* What is needed: Output each record exactly. Leave none out.

* Records for the exercise:

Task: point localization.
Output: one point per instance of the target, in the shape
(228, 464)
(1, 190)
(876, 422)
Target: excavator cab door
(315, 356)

* Reply:
Task: point localization.
Output: one point per instance of the target, in the shape
(228, 464)
(1, 190)
(876, 422)
Target: excavator cab door
(315, 356)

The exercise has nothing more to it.